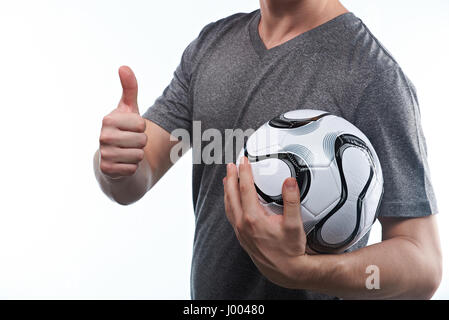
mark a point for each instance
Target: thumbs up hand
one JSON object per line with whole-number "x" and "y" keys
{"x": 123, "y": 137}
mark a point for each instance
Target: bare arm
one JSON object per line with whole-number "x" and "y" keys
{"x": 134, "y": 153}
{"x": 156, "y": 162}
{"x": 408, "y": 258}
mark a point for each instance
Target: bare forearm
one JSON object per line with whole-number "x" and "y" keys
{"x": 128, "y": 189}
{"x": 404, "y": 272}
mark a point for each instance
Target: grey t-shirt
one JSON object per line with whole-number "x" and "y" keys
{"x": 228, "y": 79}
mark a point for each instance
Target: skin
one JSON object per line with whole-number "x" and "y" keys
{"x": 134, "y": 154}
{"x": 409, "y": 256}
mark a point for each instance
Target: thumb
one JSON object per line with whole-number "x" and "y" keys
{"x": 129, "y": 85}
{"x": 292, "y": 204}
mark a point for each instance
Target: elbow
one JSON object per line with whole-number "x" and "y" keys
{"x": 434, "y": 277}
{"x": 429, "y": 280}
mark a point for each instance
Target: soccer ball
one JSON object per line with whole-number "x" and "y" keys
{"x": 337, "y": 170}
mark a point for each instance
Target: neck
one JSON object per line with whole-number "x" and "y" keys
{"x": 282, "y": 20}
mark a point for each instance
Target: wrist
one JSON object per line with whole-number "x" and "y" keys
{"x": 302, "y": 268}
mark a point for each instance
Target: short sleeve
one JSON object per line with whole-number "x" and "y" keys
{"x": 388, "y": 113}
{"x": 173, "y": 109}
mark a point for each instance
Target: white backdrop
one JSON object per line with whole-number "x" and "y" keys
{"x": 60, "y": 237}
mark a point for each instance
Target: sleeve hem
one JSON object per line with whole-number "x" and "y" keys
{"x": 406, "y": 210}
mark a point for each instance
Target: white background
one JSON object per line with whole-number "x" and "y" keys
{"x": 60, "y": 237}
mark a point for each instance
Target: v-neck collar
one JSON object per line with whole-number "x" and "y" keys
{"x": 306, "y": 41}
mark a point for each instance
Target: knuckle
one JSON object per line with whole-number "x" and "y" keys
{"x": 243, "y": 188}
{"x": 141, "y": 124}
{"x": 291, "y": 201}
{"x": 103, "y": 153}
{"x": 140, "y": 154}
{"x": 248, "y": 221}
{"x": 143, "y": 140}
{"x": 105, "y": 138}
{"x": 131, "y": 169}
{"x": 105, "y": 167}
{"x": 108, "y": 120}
========================================
When you retype the material above, copy each line exactly and drop whatever images appear in it.

> **Exercise output**:
mark a point for each instance
Target: thumbs up hand
one JSON object per line with whole-number "x" and "y" keys
{"x": 123, "y": 137}
mark a point for each instance
Target: bare arm
one JSON object per line with whole-number "x" and "y" keys
{"x": 134, "y": 153}
{"x": 156, "y": 162}
{"x": 408, "y": 258}
mark a point for each instance
Target: bare forearm
one JSON object per line with whole-number "x" and "y" keys
{"x": 128, "y": 189}
{"x": 404, "y": 272}
mark a point for each instance
Target: grey t-shirt
one JSON object per line with whole-number "x" and "y" keys
{"x": 228, "y": 79}
mark a point for each instance
Target: skin
one JSON object per line with whole-number "x" and "y" keys
{"x": 134, "y": 154}
{"x": 409, "y": 256}
mark a point for each instance
Target: thumb
one JSON object per line with whole-number "x" and "y" keys
{"x": 129, "y": 85}
{"x": 292, "y": 204}
mark a point for each instance
Target: elbow
one JSON object per line with whole-number "x" and "y" keys
{"x": 434, "y": 277}
{"x": 429, "y": 280}
mark a point for each instance
Target: soccer ball
one JSON object per line with whole-number "x" and "y" keys
{"x": 337, "y": 170}
mark a point for each instance
Target: neck
one JSON object per line with whole-number "x" and "y" keys
{"x": 282, "y": 20}
mark a point for each instance
Target: wrist
one JSON object per line with whole-number "x" and "y" keys
{"x": 302, "y": 268}
mark a point for each instance
Target: short sleeve
one JSON object per line with whole-number "x" and "y" keys
{"x": 388, "y": 113}
{"x": 173, "y": 109}
mark a point for each instance
Target: white backdrop
one JSON object per line with whole-number "x" and "y" keys
{"x": 60, "y": 237}
mark a point for each instance
Target: sleeve hem
one JSON object per line with whole-number "x" and "y" keys
{"x": 406, "y": 210}
mark a point for each instance
Target: white background
one JSON object per line with whole-number "x" and "y" keys
{"x": 60, "y": 237}
mark a point for each instance
Target: v-neck collar
one JSON object per line with whole-number "x" and "y" keys
{"x": 306, "y": 41}
mark a point for each instance
Target: knuckle
one JSON object per line with whole-number "x" and "y" keys
{"x": 243, "y": 188}
{"x": 141, "y": 124}
{"x": 291, "y": 201}
{"x": 103, "y": 153}
{"x": 140, "y": 154}
{"x": 248, "y": 221}
{"x": 143, "y": 140}
{"x": 105, "y": 138}
{"x": 131, "y": 169}
{"x": 105, "y": 167}
{"x": 108, "y": 120}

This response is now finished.